**Work item**
Your job is to return the whole listing unchanged while skipping its images.

**Source data**
☆ ☆ ☆ ☆ ☆

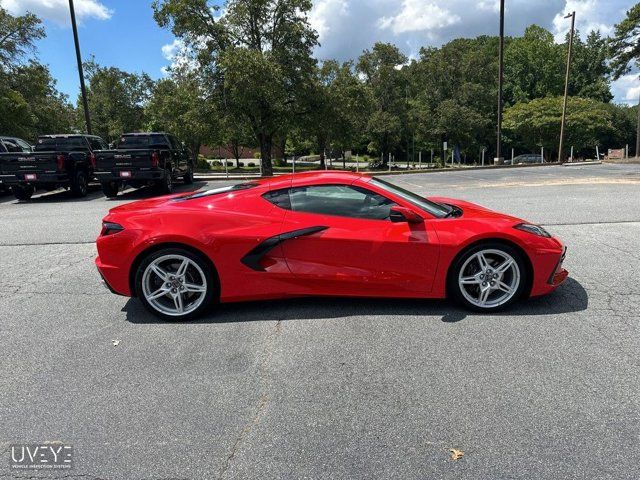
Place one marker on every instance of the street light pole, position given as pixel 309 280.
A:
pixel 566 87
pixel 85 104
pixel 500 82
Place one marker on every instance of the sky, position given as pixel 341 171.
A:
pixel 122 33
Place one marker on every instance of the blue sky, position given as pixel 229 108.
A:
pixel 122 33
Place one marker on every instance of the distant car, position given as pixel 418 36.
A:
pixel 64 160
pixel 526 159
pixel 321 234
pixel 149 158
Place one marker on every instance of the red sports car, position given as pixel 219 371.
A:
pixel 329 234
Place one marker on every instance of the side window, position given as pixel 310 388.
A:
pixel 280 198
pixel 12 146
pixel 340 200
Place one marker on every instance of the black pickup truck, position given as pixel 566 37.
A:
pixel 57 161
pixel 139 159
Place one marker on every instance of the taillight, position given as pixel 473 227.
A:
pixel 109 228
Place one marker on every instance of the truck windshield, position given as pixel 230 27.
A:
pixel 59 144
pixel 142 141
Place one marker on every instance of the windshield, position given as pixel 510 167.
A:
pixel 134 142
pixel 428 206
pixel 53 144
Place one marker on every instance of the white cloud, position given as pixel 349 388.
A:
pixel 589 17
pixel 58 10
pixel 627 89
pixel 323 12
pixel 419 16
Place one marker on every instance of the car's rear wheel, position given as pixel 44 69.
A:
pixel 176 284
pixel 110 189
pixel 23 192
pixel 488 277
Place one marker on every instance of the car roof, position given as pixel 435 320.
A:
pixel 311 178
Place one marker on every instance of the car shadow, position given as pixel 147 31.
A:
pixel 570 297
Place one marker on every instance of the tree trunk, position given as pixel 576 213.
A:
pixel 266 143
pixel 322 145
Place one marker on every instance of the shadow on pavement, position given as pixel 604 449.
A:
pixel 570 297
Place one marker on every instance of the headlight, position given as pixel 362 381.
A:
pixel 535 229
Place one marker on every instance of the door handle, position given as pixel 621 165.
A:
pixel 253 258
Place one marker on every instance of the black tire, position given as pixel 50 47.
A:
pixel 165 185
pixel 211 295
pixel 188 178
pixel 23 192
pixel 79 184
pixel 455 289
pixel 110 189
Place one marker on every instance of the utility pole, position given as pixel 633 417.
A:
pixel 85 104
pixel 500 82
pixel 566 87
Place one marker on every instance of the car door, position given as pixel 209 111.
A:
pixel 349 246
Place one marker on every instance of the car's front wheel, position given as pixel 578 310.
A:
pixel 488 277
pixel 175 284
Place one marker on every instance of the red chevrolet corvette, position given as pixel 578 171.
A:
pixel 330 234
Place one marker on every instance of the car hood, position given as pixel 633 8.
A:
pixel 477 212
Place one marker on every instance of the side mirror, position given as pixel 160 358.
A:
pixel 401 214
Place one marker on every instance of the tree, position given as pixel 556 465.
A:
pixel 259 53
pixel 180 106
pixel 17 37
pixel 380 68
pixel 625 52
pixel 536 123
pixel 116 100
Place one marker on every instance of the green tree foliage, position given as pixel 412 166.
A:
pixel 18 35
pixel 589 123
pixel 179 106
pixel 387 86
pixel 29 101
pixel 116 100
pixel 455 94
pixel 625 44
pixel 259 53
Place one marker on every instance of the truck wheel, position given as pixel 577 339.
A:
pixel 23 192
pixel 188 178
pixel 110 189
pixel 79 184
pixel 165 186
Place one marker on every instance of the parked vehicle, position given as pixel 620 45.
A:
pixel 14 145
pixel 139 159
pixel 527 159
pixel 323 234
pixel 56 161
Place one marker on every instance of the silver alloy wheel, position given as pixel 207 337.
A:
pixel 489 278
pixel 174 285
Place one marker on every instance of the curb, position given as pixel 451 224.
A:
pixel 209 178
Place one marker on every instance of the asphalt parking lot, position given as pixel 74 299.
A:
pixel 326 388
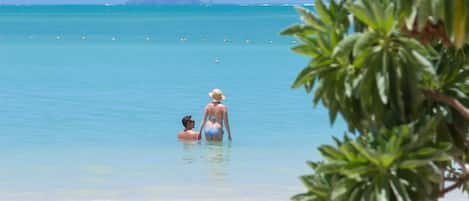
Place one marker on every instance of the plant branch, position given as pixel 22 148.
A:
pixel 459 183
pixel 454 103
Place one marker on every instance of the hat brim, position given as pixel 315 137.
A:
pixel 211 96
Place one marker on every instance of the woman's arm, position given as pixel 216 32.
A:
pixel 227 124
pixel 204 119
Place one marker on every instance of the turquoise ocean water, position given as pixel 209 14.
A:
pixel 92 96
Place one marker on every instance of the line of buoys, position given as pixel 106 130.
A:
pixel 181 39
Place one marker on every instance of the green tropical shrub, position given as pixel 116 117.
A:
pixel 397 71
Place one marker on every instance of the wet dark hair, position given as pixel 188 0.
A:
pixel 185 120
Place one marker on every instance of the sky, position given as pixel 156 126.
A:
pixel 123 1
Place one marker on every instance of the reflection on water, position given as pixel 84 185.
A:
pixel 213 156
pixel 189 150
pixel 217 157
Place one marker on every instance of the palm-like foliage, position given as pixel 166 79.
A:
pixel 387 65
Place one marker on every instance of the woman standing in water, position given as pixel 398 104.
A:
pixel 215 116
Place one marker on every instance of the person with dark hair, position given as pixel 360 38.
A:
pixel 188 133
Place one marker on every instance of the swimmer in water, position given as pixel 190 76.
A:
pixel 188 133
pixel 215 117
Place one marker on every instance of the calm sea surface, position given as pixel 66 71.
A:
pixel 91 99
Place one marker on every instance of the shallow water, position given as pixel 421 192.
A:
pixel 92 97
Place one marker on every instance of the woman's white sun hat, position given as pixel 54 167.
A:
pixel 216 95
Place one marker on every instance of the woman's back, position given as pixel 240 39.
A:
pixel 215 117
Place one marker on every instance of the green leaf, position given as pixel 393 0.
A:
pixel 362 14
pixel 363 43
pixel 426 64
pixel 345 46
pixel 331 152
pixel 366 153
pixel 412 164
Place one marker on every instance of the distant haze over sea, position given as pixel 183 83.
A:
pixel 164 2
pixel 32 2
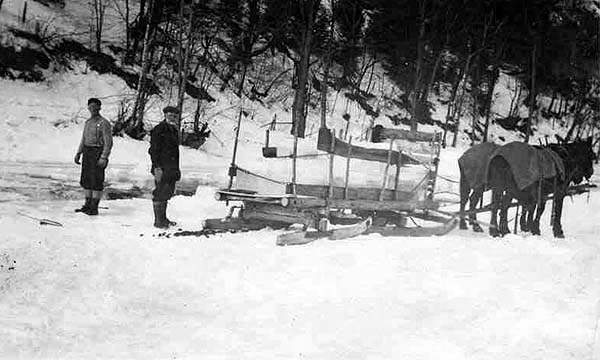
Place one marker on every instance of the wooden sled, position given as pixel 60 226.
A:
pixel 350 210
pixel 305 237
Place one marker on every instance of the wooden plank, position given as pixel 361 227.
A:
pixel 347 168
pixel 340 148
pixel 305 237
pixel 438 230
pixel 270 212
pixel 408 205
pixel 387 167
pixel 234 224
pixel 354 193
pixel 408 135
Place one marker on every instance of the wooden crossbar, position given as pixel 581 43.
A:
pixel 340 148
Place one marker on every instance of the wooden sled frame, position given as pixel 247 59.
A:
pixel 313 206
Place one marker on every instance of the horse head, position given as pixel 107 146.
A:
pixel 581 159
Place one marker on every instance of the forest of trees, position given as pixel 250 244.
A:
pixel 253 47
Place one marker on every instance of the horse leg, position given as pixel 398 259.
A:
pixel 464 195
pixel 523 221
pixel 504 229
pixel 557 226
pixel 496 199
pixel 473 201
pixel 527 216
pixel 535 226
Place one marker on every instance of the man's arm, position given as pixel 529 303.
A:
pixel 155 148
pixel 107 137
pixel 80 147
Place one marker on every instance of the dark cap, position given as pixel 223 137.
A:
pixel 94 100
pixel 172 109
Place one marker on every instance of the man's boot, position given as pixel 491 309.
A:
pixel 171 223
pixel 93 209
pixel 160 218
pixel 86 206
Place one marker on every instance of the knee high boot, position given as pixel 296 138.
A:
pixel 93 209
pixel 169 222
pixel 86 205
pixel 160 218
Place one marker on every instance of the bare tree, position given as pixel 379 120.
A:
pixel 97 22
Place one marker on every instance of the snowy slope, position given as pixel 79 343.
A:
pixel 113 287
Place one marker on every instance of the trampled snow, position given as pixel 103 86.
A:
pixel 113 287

☆ ☆ ☆ ☆ ☆

**Exercise response**
Place one marker on every instance of the street light pole, position given as pixel 309 280.
A:
pixel 566 87
pixel 85 104
pixel 500 82
Place one marker on every instance of the sky, position given as pixel 341 171.
A:
pixel 122 33
Place one marker on every instance of the blue sky, position given as pixel 229 108.
A:
pixel 122 33
Place one marker on every instance of the distant car, position given as pixel 418 36.
A:
pixel 64 160
pixel 526 159
pixel 321 234
pixel 149 158
Place one marker on every instance of the red sports car, position given as pixel 219 371.
A:
pixel 329 234
Place one marker on every instance of the side window, position given as pixel 310 388.
A:
pixel 280 198
pixel 12 146
pixel 340 200
Place one marker on every instance of the black pickup truck, position given as pixel 566 37.
A:
pixel 57 161
pixel 139 159
Place one marker on every instance of the taillight, position given as pixel 473 227.
A:
pixel 109 228
Place one marker on every instance of the truck windshield, position given as pixel 230 27.
A:
pixel 59 144
pixel 142 141
Place one marker on every instance of the windshield, position given as pixel 510 167.
A:
pixel 134 142
pixel 428 206
pixel 53 144
Place one marker on every instance of the white cloud, position given as pixel 349 388.
A:
pixel 589 17
pixel 58 10
pixel 627 89
pixel 323 12
pixel 419 16
Place one marker on every instance of the car's rear wheel, position given as pixel 44 69.
A:
pixel 176 284
pixel 110 189
pixel 23 192
pixel 488 277
Place one marker on every instance of the car roof, position given as pixel 435 320.
A:
pixel 311 178
Place one marker on every instance of the car shadow, position given as pixel 147 31.
A:
pixel 570 297
Place one marker on every instance of the tree trunk, position given as pixel 576 213.
A:
pixel 266 143
pixel 322 145
Place one marker on every instance of the shadow on pavement, position given as pixel 604 449.
A:
pixel 570 297
Place one marker on every instance of the headlight, position given as pixel 362 381.
A:
pixel 535 229
Place one marker on every instance of the door handle, position given as pixel 621 165.
A:
pixel 253 258
Place one marker on every instance of the black tire, position given as pixel 50 47.
A:
pixel 165 185
pixel 211 295
pixel 188 178
pixel 23 192
pixel 79 184
pixel 455 289
pixel 110 189
Place one marker on every instance of the utility pole, position given as pixel 633 417.
A:
pixel 85 104
pixel 500 82
pixel 566 87
Place one marker on every instance of the car door, position given as pixel 209 111.
A:
pixel 349 246
Place one marker on every instance of the car's front wheel, position given as pixel 578 310.
A:
pixel 488 277
pixel 175 284
Place one marker on every instance of the red chevrolet corvette, position given as pixel 578 171.
A:
pixel 330 234
Place one marker on every instance of the car hood, position given as pixel 633 8.
A:
pixel 477 212
Place one marker on every instance of the side mirror, position given as pixel 160 358.
A:
pixel 401 214
Place one marker on every instance of the tree, position given as pixel 556 465.
A:
pixel 259 53
pixel 180 106
pixel 17 37
pixel 380 68
pixel 625 52
pixel 536 123
pixel 116 100
Place one marker on every instance of the green tree foliage, position given as pixel 412 166.
A:
pixel 18 35
pixel 589 123
pixel 179 106
pixel 387 86
pixel 29 101
pixel 116 100
pixel 455 94
pixel 625 44
pixel 259 53
Place one marker on every instance of the truck wheel, position given as pixel 577 339.
A:
pixel 23 192
pixel 188 178
pixel 110 189
pixel 79 184
pixel 165 186
Place one marker on every instance of the parked vehicle, position given as pixel 620 45.
A:
pixel 14 145
pixel 139 159
pixel 527 159
pixel 323 234
pixel 56 161
Place one marker on every instance of the silver alloy wheel, position given as pixel 207 337.
A:
pixel 489 278
pixel 174 285
Place one marker on every instance of the curb, position given as pixel 451 224.
A:
pixel 209 178
Place one marker on every instance of the asphalt parking lot, position given as pixel 74 299.
A:
pixel 326 388
Place one marker on every instance of the plant branch, position given as pixel 22 148.
A:
pixel 459 183
pixel 454 103
Place one marker on every instance of the hat brim, position given as pixel 315 137.
A:
pixel 211 96
Place one marker on every instance of the woman's arm, position given as pixel 216 32.
A:
pixel 227 124
pixel 204 119
Place one marker on every instance of the turquoise ocean water, position given as pixel 209 14.
A:
pixel 92 96
Place one marker on every instance of the line of buoys, position given as pixel 106 130.
A:
pixel 181 39
Place one marker on every instance of the green tropical shrub, position given as pixel 116 117.
A:
pixel 397 71
Place one marker on every instance of the wet dark hair, position given as pixel 188 0.
A:
pixel 185 120
Place one marker on every instance of the sky, position given as pixel 156 126.
A:
pixel 123 1
Place one marker on every instance of the reflection on water, position given as pixel 84 185.
A:
pixel 213 156
pixel 189 150
pixel 217 157
Place one marker on every instance of the palm-like foliage, position given as pixel 166 79.
A:
pixel 387 65
Place one marker on every instance of the woman standing in water, position given as pixel 398 104.
A:
pixel 215 116
Place one marker on every instance of the person with dark hair, position given as pixel 360 38.
A:
pixel 188 133
Place one marker on every instance of the swimmer in water, position given as pixel 190 76.
A:
pixel 188 133
pixel 215 117
Place one marker on every instance of the calm sea surface, position given as pixel 66 71.
A:
pixel 91 99
Place one marker on every instance of the shallow water, position given as pixel 421 192.
A:
pixel 92 97
Place one marker on every instance of the woman's white sun hat, position given as pixel 54 167.
A:
pixel 216 95
Place one marker on every instance of the woman's back, position given as pixel 240 39.
A:
pixel 215 117
Place one marker on every instance of the green leaf, position given as pixel 393 0.
A:
pixel 362 14
pixel 363 43
pixel 426 64
pixel 345 46
pixel 331 152
pixel 366 153
pixel 412 164
Place one marker on every instance of the distant haze over sea, position given as pixel 183 83.
A:
pixel 164 2
pixel 32 2
Place one marker on every instance of the wooden sled, position given as pixel 60 226.
A:
pixel 350 210
pixel 305 237
Place one marker on every instance of the wooden plank, position given as pixel 361 227.
A:
pixel 347 168
pixel 340 148
pixel 305 237
pixel 438 230
pixel 270 212
pixel 408 205
pixel 387 167
pixel 234 224
pixel 354 193
pixel 408 135
Place one marker on every instance of the wooden crossbar, position given as pixel 581 43.
A:
pixel 340 148
Place one marker on every instance of the wooden sled frame, position given as pixel 247 59.
A:
pixel 313 206
Place one marker on every instance of the horse head, position given as pixel 107 146.
A:
pixel 581 159
Place one marker on every instance of the forest of trees, position given as pixel 250 244.
A:
pixel 253 47
Place one marker on every instance of the horse leg, position given as pixel 398 259.
A:
pixel 464 195
pixel 523 221
pixel 504 229
pixel 557 226
pixel 496 199
pixel 473 201
pixel 527 216
pixel 535 226
Place one marker on every instance of the man's arm, position given as pixel 529 303.
A:
pixel 155 148
pixel 107 137
pixel 80 147
Place one marker on every instance of the dark cap, position given as pixel 223 137.
A:
pixel 94 100
pixel 172 109
Place one marker on every instance of the man's boot, position given as pixel 491 309.
A:
pixel 171 223
pixel 93 209
pixel 160 218
pixel 86 206
Place one marker on every instance of the knee high boot, position given as pixel 296 138.
A:
pixel 93 209
pixel 169 222
pixel 86 205
pixel 160 218
Place one marker on every instance of the bare tree, position given as pixel 379 120.
A:
pixel 97 22
Place one marker on every instance of the snowy slope, position given as pixel 79 343.
A:
pixel 113 287
Place one marker on every instance of the trampled snow, position given as pixel 103 86.
A:
pixel 113 287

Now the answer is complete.